What to produce
Look below for the line containing "-- sample [194,137].". Output it and each remaining line of the entries exactly, and nothing else.

Data for the task
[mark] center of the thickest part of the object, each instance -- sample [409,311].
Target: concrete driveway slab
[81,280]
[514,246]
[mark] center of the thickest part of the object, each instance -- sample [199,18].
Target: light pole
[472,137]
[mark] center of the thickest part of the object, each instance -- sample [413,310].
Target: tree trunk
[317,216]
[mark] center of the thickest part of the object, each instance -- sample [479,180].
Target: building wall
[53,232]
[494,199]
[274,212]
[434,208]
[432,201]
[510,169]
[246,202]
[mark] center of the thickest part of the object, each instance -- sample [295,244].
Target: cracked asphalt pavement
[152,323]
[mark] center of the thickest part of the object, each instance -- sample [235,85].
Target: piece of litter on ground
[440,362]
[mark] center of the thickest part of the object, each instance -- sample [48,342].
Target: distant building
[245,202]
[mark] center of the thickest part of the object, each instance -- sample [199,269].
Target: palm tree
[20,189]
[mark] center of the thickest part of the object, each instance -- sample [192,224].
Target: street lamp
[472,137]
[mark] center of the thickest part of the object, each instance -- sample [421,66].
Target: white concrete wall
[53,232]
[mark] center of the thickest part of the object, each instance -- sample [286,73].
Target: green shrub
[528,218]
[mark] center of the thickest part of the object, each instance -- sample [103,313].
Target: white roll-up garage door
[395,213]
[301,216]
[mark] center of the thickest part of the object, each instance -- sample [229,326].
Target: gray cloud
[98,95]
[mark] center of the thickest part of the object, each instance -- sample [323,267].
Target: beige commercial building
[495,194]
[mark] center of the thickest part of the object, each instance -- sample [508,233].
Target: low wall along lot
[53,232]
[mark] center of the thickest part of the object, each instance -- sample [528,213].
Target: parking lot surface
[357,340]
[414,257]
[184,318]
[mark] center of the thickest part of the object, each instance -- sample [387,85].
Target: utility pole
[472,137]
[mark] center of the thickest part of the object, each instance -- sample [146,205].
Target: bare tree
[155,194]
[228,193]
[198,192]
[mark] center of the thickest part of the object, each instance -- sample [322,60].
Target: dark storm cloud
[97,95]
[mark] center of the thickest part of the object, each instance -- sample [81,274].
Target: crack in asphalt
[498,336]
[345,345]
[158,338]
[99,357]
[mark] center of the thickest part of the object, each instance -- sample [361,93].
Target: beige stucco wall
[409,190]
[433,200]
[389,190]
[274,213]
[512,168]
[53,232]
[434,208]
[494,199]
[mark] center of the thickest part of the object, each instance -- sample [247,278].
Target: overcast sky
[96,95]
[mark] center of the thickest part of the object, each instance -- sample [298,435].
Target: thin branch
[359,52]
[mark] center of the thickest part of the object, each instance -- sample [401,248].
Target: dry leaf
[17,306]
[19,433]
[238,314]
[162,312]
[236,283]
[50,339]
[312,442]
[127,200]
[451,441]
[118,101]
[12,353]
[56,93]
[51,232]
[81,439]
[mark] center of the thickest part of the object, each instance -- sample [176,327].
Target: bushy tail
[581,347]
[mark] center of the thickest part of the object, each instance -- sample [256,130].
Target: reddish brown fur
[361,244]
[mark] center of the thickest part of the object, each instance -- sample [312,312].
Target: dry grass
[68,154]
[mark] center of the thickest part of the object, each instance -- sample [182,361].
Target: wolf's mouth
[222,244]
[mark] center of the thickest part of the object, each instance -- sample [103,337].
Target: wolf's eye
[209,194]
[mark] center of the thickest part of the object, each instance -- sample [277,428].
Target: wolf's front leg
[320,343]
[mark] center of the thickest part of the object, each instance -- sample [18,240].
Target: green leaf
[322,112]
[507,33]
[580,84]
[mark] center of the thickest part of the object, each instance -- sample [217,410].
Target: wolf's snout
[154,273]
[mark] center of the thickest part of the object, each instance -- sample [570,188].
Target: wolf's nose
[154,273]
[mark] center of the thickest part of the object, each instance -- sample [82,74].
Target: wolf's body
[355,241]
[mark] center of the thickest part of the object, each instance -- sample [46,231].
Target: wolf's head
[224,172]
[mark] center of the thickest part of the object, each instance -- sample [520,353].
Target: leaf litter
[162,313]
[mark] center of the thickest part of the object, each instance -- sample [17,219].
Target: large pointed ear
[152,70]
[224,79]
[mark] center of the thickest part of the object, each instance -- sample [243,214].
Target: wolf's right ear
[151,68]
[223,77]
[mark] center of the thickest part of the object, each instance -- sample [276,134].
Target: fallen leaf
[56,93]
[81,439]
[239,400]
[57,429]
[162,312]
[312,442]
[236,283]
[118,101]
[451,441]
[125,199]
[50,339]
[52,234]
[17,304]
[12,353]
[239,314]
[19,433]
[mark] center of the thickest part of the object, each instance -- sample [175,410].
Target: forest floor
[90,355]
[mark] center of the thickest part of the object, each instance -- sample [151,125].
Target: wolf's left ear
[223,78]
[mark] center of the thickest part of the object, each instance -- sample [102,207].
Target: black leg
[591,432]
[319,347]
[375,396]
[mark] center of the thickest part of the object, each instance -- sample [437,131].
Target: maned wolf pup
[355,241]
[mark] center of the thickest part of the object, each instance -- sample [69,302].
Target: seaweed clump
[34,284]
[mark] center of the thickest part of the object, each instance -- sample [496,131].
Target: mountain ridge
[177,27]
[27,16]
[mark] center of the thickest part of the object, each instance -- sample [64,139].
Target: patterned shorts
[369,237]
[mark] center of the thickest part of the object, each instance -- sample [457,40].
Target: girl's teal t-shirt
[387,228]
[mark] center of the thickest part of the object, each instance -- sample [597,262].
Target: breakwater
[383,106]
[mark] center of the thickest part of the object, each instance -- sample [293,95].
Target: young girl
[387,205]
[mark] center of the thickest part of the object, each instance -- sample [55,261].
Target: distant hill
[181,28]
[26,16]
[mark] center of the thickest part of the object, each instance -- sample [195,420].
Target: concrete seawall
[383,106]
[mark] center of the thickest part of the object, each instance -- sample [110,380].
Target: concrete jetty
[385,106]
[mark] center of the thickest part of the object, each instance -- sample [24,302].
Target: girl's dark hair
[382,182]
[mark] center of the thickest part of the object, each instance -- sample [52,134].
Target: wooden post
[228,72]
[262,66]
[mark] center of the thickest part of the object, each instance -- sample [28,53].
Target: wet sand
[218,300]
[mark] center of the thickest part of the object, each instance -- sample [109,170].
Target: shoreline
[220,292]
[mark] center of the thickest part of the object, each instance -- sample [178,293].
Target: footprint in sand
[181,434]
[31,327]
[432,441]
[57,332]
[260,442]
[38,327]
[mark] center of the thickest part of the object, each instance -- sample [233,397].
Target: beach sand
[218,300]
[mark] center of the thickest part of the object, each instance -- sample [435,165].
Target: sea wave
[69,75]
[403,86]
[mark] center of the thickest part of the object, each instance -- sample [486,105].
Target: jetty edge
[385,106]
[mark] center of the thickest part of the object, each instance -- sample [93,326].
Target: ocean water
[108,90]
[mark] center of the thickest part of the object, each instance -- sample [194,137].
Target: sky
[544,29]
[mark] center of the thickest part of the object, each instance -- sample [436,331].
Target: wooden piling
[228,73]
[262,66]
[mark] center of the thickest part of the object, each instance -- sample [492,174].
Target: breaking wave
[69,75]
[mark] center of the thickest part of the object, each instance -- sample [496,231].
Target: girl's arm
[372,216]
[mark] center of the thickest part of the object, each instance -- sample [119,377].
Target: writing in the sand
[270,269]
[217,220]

Response below
[mark] center of the thickest part of the object, each instance -- sample [194,137].
Target: sky
[544,29]
[mark] center of the thickest part of the object, each instance -- sample [436,331].
Target: wooden piling
[228,73]
[262,66]
[mark] center of the thickest part of the object, each instance -- sample [492,174].
Target: breaking wave
[69,75]
[mark] center of the thickest part of the object, each instance -- sample [496,231].
Target: girl's arm
[372,216]
[mark] center of the thickest part of the object, each instance -- sample [119,377].
Target: writing in the sand
[270,269]
[217,220]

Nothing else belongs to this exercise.